TASK BRIEF
Write out all the material exactly. Leave nothing out.

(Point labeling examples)
# # # #

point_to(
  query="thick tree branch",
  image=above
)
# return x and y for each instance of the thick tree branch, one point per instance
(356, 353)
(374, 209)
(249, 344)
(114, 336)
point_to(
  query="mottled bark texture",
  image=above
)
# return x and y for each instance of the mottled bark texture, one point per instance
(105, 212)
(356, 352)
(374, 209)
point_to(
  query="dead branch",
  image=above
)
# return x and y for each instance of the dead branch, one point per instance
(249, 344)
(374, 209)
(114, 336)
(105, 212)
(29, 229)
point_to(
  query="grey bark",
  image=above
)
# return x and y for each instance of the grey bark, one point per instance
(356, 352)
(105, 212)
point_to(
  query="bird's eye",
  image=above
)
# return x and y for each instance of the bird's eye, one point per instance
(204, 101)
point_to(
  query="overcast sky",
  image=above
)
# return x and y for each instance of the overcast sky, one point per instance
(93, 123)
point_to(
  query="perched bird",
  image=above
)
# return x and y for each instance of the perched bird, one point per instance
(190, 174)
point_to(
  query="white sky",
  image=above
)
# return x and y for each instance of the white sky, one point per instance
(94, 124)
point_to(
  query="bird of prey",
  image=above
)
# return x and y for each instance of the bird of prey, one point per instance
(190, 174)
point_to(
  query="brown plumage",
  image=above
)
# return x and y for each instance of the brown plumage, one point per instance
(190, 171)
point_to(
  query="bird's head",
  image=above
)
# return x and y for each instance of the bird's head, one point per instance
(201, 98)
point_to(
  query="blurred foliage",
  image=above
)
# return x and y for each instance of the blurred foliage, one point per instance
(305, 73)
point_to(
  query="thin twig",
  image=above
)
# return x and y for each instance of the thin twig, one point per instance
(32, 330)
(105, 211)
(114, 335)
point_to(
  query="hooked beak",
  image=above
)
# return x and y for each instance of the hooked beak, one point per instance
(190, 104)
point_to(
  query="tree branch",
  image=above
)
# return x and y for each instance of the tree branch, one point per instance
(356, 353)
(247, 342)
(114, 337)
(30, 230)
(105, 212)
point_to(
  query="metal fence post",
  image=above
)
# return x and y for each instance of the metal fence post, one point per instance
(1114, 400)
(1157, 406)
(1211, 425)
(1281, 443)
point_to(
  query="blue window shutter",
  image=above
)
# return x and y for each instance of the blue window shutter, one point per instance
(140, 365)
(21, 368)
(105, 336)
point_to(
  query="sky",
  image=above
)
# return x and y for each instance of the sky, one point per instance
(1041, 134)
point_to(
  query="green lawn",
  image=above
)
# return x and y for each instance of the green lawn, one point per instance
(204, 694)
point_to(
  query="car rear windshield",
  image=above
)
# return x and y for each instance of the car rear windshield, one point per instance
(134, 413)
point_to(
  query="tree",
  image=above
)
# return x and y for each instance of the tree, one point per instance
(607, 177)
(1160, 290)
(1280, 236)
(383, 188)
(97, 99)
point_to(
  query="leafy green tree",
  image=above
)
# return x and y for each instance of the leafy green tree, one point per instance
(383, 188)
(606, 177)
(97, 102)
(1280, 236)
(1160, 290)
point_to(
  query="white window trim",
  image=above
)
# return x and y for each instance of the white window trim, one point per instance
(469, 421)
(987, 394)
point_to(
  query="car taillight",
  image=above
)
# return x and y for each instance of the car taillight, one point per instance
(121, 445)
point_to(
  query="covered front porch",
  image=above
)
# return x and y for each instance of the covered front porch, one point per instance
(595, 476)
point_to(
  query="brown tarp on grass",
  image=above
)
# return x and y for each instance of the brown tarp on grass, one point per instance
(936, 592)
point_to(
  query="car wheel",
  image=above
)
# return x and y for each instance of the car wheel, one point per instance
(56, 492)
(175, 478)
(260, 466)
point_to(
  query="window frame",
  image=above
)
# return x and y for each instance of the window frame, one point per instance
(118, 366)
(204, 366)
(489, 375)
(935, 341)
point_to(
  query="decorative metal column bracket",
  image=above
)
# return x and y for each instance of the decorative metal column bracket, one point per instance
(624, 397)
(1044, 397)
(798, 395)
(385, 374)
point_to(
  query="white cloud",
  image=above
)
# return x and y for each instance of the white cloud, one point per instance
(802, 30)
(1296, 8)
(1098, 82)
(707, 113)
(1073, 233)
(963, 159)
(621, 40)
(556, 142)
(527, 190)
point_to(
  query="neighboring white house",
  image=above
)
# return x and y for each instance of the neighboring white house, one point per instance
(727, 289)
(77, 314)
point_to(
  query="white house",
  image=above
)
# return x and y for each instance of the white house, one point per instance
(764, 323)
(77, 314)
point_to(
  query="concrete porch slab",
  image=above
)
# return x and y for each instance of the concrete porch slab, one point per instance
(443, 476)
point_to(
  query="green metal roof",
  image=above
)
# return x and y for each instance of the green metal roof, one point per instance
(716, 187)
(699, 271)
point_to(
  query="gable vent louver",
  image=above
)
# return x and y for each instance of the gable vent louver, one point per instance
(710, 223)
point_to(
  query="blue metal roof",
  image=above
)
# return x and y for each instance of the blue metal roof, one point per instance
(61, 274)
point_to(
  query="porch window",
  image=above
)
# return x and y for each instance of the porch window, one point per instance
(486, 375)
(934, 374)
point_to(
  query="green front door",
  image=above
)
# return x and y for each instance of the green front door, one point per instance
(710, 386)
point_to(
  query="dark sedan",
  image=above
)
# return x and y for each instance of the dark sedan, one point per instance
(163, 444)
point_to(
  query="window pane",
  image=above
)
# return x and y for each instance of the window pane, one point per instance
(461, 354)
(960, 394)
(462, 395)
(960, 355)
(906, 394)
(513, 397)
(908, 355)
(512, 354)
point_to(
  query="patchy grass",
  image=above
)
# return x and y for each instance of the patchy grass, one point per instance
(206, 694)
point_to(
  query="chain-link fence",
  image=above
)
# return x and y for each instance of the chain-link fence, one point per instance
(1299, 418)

# # # #

ANSWER IN FULL
point_to(
  query="thick tree branch",
  image=above
)
# return x and y for each instance of the thick tree branch, one point per instance
(356, 353)
(374, 209)
(249, 344)
(114, 336)
point_to(
  query="mottled bark texture",
  image=above
)
# return x and y for each instance of the mottled bark texture, one point per instance
(105, 212)
(356, 352)
(374, 209)
point_to(
  query="dead branch",
  image=above
)
# return x and y for each instance of the dead branch, one point per instance
(249, 344)
(374, 209)
(114, 336)
(105, 212)
(29, 229)
point_to(
  query="grey bark",
  image=above
)
# return x and y for each instance of the grey bark, one point per instance
(356, 352)
(105, 212)
point_to(
  query="bird's eye",
  image=above
)
# return x and y for each instance of the bird's eye, one point per instance
(204, 101)
point_to(
  query="overcast sky",
  image=above
)
# return x and y for each instance of the overcast sky, one point per instance
(93, 123)
point_to(
  query="perched bird",
  image=above
)
# return x and y for each instance of the perched bird, one point per instance
(190, 174)
point_to(
  query="white sky",
  image=above
)
# return x and y for each instance of the white sky, one point per instance
(94, 124)
point_to(
  query="bird of prey",
  image=above
)
# return x and y for each instance of the bird of prey, one point per instance
(190, 174)
point_to(
  query="brown plumage",
  image=above
)
# return x and y for each instance of the brown plumage, one point per instance
(190, 171)
point_to(
  query="bird's head",
  image=above
)
# return x and y for each instance of the bird's head, one point per instance
(201, 98)
point_to(
  query="blurred foliage",
  image=above
)
# return x and y for each instance of the blurred foliage, one point per instance
(305, 73)
point_to(
  query="thin twig",
  image=above
)
# return x and y for each instance of the thin twig, one point per instance
(32, 330)
(105, 211)
(114, 335)
point_to(
  query="hooked beak",
  image=above
)
# return x and y for each instance of the hooked beak, one point per instance
(190, 104)
point_to(
  query="tree branch",
  image=above
)
# return x and y for each instance of the tree branch, one point per instance
(356, 353)
(247, 342)
(114, 337)
(30, 230)
(105, 212)
point_to(
  query="metal fence post",
  image=above
)
# return x and y for each instance of the metal fence post, one point per instance
(1114, 400)
(1157, 406)
(1211, 425)
(1281, 443)
point_to(
  query="blue window shutter",
  image=above
)
# return x and y for each instance of the blue window shutter, one point per instance
(140, 365)
(21, 368)
(105, 336)
point_to(
  query="sky",
  image=above
)
# return x and y for each instance of the sky, one point per instance
(1041, 134)
point_to(
  query="green lawn",
  image=above
)
# return x and y for each instance of the green lawn, one point per instance
(204, 694)
point_to(
  query="car rear windshield",
  image=above
)
# return x and y for each instance of the car rear windshield, one point per instance
(134, 413)
point_to(
  query="tree",
  image=above
)
# return x and y for each instance of the tree, one point per instance
(607, 177)
(1160, 290)
(1280, 236)
(383, 188)
(97, 99)
point_to(
  query="leafy green tree",
  image=above
)
# return x and y for each instance of the leafy green tree, one point per instance
(383, 188)
(606, 177)
(97, 102)
(1280, 236)
(1160, 290)
point_to(
  query="white window trim",
  image=above
)
# return x and y for each instance of the white window trim, one point per instance
(469, 421)
(987, 394)
point_to(
  query="car taillight",
  image=above
)
# return x and y for each instance of the car taillight, one point per instance
(121, 445)
point_to(
  query="covered front porch",
  image=above
)
# return x and y for each instance of the covered front porch, one point per instance
(595, 476)
point_to(
  query="brown tarp on grass",
  image=above
)
# return x and y for each instance of the brown tarp on grass, one point per instance
(936, 592)
point_to(
  query="car wheel",
  image=above
)
# return x and y for each instance of the car wheel, one point per instance
(56, 492)
(175, 478)
(260, 466)
point_to(
  query="window frame",
  image=above
)
# return x and y for each instance of the window frame, one point per instance
(118, 366)
(204, 366)
(489, 375)
(935, 341)
point_to(
  query="decorative metal column bracket",
  image=above
)
# return x and y for each instance of the decorative metal column bracket, one point per instance
(624, 397)
(1044, 397)
(798, 395)
(385, 374)
point_to(
  query="white cloud",
  image=above
)
# return x and y for each instance of the white cloud, one point per instance
(802, 30)
(1296, 8)
(1098, 82)
(707, 113)
(1073, 233)
(963, 159)
(621, 40)
(556, 142)
(527, 190)
point_to(
  query="neighboring white house",
  image=above
)
# return x and y for each instance of the neighboring white house, one point per instance
(727, 289)
(77, 314)
point_to(
  query="white house",
  image=above
)
# return x and y for each instance of the white house, one point per instance
(764, 323)
(77, 314)
point_to(
  query="concrete porch slab",
  image=above
)
# return x and y for each instance of the concrete porch slab, one point per instance
(443, 476)
point_to(
  query="green metal roof",
  image=above
)
# return x and y for each instance of the green metal roof, one point per instance
(716, 187)
(699, 271)
point_to(
  query="gable vent louver",
  image=above
)
# return x and y for each instance of the gable vent louver, one point per instance
(710, 223)
point_to(
  query="blue metal roof",
  image=above
)
# return x and y for each instance of the blue metal roof, one point per instance
(61, 274)
point_to(
  query="porch window",
  image=above
)
# return x and y for each instance of the porch window, one point per instance
(486, 375)
(934, 374)
point_to(
  query="green front door",
  image=above
)
# return x and y for each instance of the green front door, one point per instance
(710, 386)
point_to(
  query="dark sedan",
  image=above
)
# return x and y for each instance of the dark sedan, one point per instance
(163, 444)
point_to(
  query="window pane",
  image=above
)
# return x and y for each instance of the window pane, one point per instance
(461, 354)
(960, 394)
(462, 395)
(960, 355)
(906, 394)
(513, 397)
(908, 355)
(512, 354)
point_to(
  query="patchy grass",
  image=above
)
# return x and y for each instance of the patchy grass, one point per instance
(206, 694)
point_to(
  query="chain-link fence",
  image=above
)
# return x and y for each instance of the chain-link fence, one point per instance
(1299, 418)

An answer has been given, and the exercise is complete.